You know the unreal engine is open source right?
They have an engine to sell, and they can't sell it if nobody understands how it works.
And these advancements are never made in a vacuum. Epic, as well as almost everyone else in the industry, understands that advancement only happens when knowledge is shared. If nobody shared their knowledge in this industry, we'd still be stuck with '90s/'00s-level graphics.
@@Drollfilms its not open source
Yeah, except paying for Unreal is still orders of magnitude cheaper than hiring a highly specialized team to implement something like this. And you can have it right now, not "maybe in a few years".
I wish I was in this team to live this amazing technical adventure! I have been working on a small subset of this (decimation and error estimation part with perceptual hashing and metaheuristics tuning with a DFF NN), it's a lot of fun and very challenging but sadly way too technical for a single person to do like only 1% of what you achieved! Kudos
I love this technology but don't tell Activision about it or next COD will have 2TB.
Games could actually become smaller because you don't need to put all the LODs in the game!
@@HolidayAtHome You know as well as I do that wouldn't happen, they would just reallocate the space to something else (like how people used to think better tech would mean people would work less and have more leisure time... sigh)
Need better video and texture compression for that. Video and textures are the majority of the size of modern games. 4k 60fps video and 4k-8k textures are very heavy. It would take a revolution in compression, or consumers to want watch movies when they want to watch movies and want to play games when they want to play games so they dont fill games with more cutscene than there is gameplay. 200gb is impressive for 30-40hours of 4k cutscenes, let alone a game coming with it. An hour of 4k movie footage is typically over 20gb compressed, but game devs make all sorts of compression tradeoffs and use screen space effects to cover it up.
@@SoftBreadSoft Having cutscenes that aren't in engine is kinda dumb tbh (yes, I know it's harder, and the quality will be lower... but it's also authentic, and allows for some interactivity)
This is a game(graphics) programming gem. Thank you for sharing.
Amazing work. Personally, I find the limitations of rendering and memory to be a fun challenge that breeds creativity. However, I do see the benefit of virtualized geometry.
This is just crazy stuff...really would have loved to be in gfx as an engineer.
Nuts. Absolutely nuts. I had no idea Nanite was so freaking complicated!
Something I don't understand: the original pipeline used a base geometry of prefabulated Amulite, surmounted by a malleable logarithmic Z-buffer in such a way that the two main spurving vertices were in a direct line with the panametric mesh. The latter consisted simply of six hydrocoptic marzlevectors, so fitted to the ambifacient lunar wanecluster that side rasterizing was effectively prevented. The main renderer was of the normal tris-o-deltoid type executed in panendermic semi-boloid threads in the GPU, every seventh LOD being culled by a nonreversible tremmie pointer to the differential girdledraw on the "up" end of the grammesher. As such, shouldn't prefabulated Amulite require less fluorescent score motion than this new Nanite texelencabulator, and therefore decrease sinusoidal depleneration?
u alright mate?
Putting that PHD in Applied Phlebotinum to good use.
Thank you for this
Yes...
Oh shit is this what normal people hear when they watch these presentations?

▸ **Given exercise a**
Collect every line of the rows that contains the string "foreground".
The rows have nothing to do with the comment thread above.

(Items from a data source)
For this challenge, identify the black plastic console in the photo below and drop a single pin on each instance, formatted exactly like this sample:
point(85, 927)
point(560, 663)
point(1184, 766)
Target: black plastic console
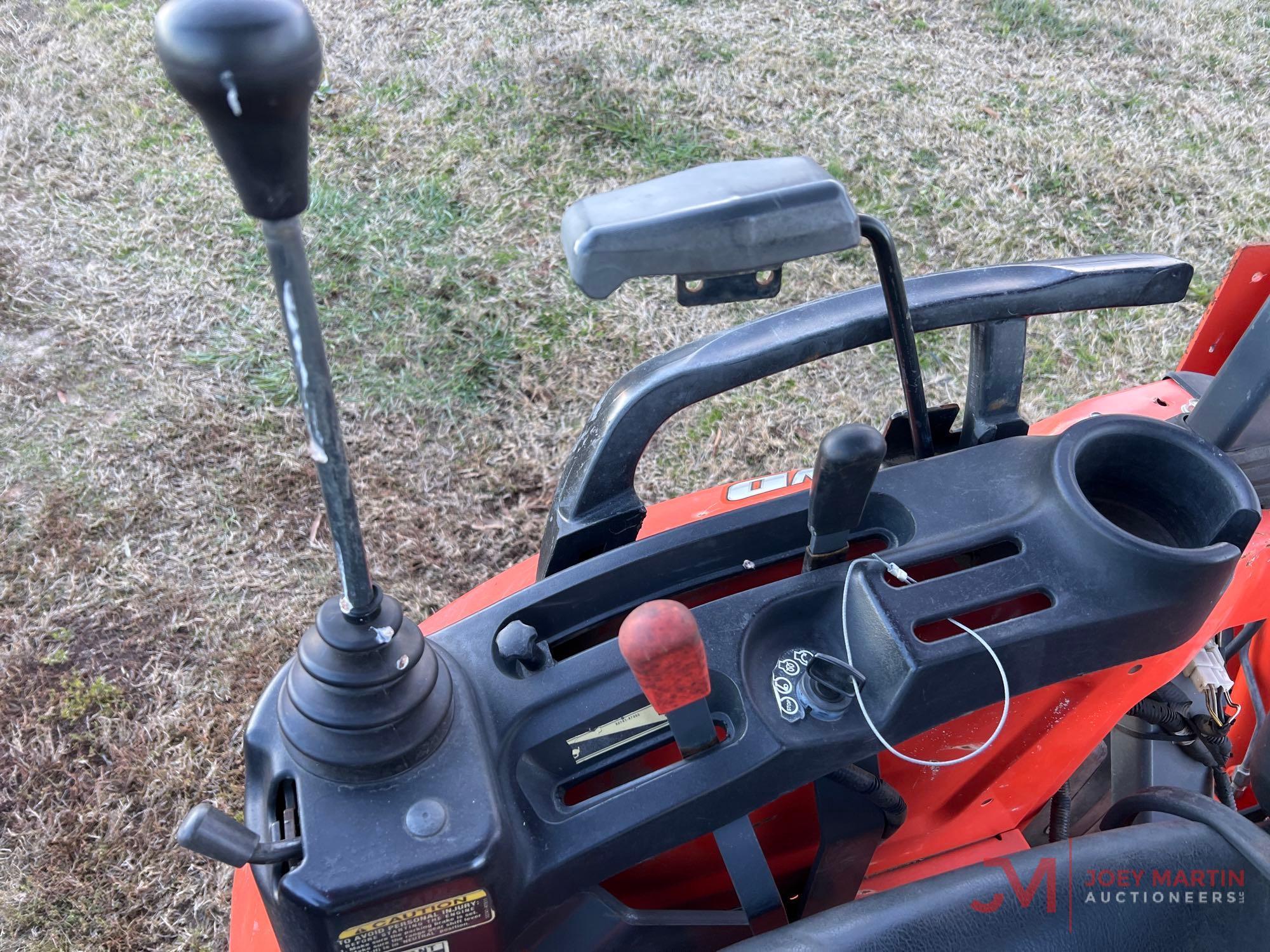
point(1116, 538)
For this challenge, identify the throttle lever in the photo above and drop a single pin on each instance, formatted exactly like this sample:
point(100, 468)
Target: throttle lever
point(662, 644)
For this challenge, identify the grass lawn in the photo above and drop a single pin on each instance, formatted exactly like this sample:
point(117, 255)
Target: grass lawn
point(159, 546)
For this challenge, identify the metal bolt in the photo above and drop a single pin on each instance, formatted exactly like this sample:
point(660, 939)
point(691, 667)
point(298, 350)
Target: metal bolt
point(426, 819)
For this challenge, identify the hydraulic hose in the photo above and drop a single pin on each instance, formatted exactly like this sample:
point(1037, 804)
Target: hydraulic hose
point(881, 794)
point(1061, 814)
point(1241, 833)
point(1173, 722)
point(1244, 638)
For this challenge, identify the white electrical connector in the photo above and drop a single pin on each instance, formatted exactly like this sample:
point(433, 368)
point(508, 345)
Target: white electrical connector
point(1207, 671)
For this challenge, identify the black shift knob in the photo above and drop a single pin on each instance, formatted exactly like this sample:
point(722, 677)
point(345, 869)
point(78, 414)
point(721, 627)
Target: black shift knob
point(845, 469)
point(250, 69)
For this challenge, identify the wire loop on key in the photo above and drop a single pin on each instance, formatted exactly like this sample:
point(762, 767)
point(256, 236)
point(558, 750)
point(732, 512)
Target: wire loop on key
point(895, 571)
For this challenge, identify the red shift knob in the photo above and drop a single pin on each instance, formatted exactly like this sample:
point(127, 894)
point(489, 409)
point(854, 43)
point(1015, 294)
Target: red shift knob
point(664, 648)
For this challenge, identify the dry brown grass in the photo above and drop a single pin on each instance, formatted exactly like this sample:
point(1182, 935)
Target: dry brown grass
point(156, 499)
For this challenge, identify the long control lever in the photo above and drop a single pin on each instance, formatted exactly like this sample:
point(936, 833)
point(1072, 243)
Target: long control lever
point(250, 69)
point(662, 645)
point(366, 697)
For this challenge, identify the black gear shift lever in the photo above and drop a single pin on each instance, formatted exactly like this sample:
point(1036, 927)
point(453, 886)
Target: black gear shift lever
point(250, 69)
point(366, 696)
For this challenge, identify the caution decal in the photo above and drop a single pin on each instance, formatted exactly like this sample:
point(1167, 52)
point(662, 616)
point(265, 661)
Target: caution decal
point(413, 930)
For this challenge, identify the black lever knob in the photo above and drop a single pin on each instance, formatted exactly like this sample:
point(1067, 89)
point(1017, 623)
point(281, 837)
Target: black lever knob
point(845, 470)
point(218, 836)
point(250, 69)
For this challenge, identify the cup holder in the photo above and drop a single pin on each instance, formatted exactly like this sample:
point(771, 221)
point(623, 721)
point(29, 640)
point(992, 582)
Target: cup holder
point(1161, 484)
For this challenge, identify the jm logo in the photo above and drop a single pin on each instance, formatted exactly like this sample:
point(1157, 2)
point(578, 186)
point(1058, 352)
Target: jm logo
point(1046, 873)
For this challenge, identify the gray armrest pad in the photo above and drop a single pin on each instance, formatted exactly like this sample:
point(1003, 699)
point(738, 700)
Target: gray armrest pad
point(722, 219)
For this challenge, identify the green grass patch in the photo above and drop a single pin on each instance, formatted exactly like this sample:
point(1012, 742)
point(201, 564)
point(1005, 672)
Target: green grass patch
point(81, 699)
point(1036, 18)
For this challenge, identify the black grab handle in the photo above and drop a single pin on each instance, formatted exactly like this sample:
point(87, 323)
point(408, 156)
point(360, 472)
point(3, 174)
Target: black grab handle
point(596, 507)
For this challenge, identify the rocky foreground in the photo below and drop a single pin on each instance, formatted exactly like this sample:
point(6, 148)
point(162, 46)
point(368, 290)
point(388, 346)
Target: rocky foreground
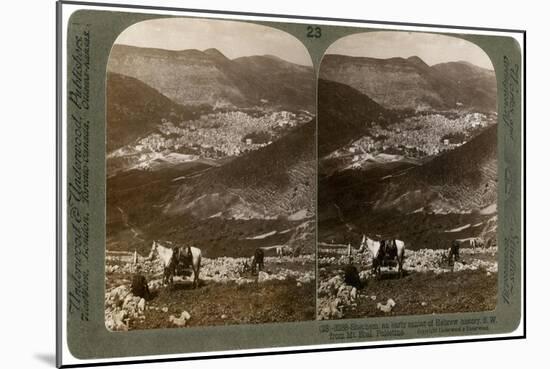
point(124, 311)
point(430, 285)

▸ **Given exercise b**
Answer these questions using the comment thread on Nanite:
(i) According to the thread, how large is an hour of 4k movie footage typically when compressed?
(ii) Which company does one commenter say should not be told about this technology?
(iii) Why does one commenter say games could actually become smaller?

▸ **Exercise output a**
For this challenge, identify the rocky foreground in the photo below and drop a single pin on each instance, formatted exactly like this sample:
Target: rocky foreground

▸ **Exercise output b**
(i) Typically over 20gb.
(ii) Activision.
(iii) Because you don't need to put all the LODs in the game.